══ Dataset

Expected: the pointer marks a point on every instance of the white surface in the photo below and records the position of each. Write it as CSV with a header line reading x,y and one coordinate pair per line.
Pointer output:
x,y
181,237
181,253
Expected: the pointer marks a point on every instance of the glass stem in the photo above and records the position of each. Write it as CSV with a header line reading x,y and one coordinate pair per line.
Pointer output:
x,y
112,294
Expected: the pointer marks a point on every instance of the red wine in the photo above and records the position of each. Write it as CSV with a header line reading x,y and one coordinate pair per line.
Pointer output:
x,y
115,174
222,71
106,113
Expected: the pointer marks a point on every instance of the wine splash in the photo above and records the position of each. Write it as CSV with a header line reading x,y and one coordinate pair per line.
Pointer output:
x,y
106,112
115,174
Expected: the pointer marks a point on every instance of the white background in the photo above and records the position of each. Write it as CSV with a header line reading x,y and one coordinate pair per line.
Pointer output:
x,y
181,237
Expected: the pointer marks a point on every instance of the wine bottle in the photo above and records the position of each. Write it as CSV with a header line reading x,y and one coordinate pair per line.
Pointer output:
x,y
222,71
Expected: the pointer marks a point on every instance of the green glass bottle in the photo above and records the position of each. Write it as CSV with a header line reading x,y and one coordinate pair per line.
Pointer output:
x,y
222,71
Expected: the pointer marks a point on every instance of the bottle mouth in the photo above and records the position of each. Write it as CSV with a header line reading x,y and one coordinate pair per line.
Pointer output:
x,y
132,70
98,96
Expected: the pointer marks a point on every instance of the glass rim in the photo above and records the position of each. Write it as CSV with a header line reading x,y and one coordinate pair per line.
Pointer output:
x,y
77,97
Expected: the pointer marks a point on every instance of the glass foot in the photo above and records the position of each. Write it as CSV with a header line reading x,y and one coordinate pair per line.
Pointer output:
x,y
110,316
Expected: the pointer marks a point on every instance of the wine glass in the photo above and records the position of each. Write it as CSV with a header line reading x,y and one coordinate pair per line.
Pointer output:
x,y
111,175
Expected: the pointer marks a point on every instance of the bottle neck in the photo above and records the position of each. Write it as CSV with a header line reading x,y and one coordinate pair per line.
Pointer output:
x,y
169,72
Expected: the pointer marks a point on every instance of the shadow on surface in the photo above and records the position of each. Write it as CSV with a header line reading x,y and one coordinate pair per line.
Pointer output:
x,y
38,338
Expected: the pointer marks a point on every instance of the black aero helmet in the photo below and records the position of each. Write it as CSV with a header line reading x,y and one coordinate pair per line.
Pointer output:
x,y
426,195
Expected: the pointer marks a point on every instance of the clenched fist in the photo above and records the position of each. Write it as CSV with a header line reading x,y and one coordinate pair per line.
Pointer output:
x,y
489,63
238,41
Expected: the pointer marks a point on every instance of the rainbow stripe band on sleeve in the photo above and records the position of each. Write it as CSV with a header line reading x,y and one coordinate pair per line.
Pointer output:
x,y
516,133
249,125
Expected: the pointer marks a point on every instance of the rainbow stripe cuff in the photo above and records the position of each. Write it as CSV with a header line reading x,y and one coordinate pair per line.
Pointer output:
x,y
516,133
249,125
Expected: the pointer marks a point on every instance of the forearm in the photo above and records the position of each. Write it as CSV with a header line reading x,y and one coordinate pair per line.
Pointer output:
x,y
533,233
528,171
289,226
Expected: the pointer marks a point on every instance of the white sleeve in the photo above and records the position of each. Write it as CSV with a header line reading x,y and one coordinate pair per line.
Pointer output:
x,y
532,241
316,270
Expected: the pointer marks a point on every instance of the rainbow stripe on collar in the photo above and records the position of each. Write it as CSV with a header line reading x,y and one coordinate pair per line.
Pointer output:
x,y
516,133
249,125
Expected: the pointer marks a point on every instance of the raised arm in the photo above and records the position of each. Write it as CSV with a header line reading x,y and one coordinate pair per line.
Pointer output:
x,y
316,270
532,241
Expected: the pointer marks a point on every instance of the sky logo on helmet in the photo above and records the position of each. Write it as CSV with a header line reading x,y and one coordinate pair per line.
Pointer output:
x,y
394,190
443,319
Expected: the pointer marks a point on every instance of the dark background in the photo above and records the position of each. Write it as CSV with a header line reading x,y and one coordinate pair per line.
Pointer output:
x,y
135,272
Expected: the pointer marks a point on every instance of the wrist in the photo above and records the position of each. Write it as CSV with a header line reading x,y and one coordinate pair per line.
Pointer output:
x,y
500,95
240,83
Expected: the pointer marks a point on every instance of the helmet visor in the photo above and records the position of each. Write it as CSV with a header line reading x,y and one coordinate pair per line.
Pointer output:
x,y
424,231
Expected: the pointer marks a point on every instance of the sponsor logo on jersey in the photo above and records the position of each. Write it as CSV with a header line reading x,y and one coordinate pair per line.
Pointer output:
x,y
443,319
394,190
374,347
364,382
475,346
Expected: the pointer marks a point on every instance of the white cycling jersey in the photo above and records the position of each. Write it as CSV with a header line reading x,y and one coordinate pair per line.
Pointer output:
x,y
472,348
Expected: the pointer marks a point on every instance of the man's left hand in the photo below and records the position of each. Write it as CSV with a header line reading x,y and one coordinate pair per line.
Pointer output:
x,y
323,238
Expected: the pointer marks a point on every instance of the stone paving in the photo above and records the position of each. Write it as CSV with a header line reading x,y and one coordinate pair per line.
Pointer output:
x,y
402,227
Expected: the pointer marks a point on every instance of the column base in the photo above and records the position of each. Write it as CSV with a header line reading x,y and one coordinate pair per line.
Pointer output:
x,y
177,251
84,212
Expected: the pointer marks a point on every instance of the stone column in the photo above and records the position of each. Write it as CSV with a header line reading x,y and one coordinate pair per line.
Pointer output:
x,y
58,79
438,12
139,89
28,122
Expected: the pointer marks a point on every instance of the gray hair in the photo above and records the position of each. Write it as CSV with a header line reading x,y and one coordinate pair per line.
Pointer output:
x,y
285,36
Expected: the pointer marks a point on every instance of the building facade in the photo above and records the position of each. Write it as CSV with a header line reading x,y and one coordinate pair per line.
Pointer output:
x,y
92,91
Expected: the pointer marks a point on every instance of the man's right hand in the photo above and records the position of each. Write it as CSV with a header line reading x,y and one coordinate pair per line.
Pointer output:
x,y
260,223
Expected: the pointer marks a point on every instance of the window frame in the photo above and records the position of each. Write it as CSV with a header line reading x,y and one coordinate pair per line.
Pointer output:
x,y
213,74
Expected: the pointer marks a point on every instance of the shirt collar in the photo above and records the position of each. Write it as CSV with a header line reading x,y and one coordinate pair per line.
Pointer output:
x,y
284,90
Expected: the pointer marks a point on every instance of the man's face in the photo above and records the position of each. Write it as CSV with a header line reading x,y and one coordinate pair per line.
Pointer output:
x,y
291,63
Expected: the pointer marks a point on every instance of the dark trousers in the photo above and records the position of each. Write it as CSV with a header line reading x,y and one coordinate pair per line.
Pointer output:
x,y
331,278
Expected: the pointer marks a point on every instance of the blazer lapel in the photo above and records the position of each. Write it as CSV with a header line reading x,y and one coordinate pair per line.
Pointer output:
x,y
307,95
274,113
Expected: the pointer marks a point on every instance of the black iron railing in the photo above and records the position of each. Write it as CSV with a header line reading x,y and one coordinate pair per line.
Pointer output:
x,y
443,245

════

■ Exercise directions ■
Each line from the one containing "of the window" to the end of the records should be echoed exactly, and no other line.

■ Complete answer ■
Expected: the pointer marks a point on every instance of the window frame in the photo above and records the position of each. Write it as CSV with a header line reading x,y and one coordinate pair per line.
Pointer output:
x,y
213,74
Expected: the pointer marks a point on every instance of the shirt collar in the photo above and records the position of each. Write it as CSV with a header line reading x,y and one coordinate pair per line.
Pointer output:
x,y
284,90
Expected: the pointer marks a point on every instance of the man's face in the photo above and records the position of each. Write it as CSV with a header line reading x,y and one coordinate pair per line.
Pointer output:
x,y
291,63
Expected: the pointer marks a point on every instance of the dark trousers in the photo above and records the position of each. Write it as CSV with a header line reading x,y and one coordinate pair per line.
Pointer output:
x,y
331,278
Expected: the pointer marks a point on every instance of the blazer lapel in the photo above and records the position of each. Write it as CSV with a header line reading x,y and one coordinate pair per line.
Pointer output:
x,y
307,95
274,113
Expected: the pointer marks a point on every instance of the black iron railing in the photo above and records the position of each. Write it as CSV with a header line reading x,y and one coordinate pair per line.
Pointer output:
x,y
443,245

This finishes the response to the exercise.